__THE PROBLEM__. Once you reach the line holding "Where can the ornamental", write out that line and every later one exactly, ending with the last line of the data; write nothing else.

Segment Start: AVAILABLE DATA

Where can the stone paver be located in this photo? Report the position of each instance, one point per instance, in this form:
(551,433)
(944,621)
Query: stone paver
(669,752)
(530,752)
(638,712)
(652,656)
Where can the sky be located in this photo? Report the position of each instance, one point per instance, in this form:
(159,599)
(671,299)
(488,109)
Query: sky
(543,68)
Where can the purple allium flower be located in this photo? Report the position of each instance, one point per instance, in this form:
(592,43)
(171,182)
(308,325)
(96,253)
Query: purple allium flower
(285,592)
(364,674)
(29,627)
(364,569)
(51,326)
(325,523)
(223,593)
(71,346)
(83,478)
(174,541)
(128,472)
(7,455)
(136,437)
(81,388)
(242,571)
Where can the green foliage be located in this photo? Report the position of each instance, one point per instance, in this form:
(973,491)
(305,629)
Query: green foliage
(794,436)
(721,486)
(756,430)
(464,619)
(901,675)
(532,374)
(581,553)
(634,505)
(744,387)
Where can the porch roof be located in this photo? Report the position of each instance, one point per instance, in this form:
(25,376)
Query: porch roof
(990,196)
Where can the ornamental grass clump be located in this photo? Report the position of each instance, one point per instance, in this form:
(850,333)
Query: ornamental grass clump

Segment End: AVAILABLE DATA

__YOUR RESPONSE__.
Where can the ornamental grass clump be located in this photo? Report the position of each instance, one point per instance, in this form:
(850,333)
Query: ornamental grass clump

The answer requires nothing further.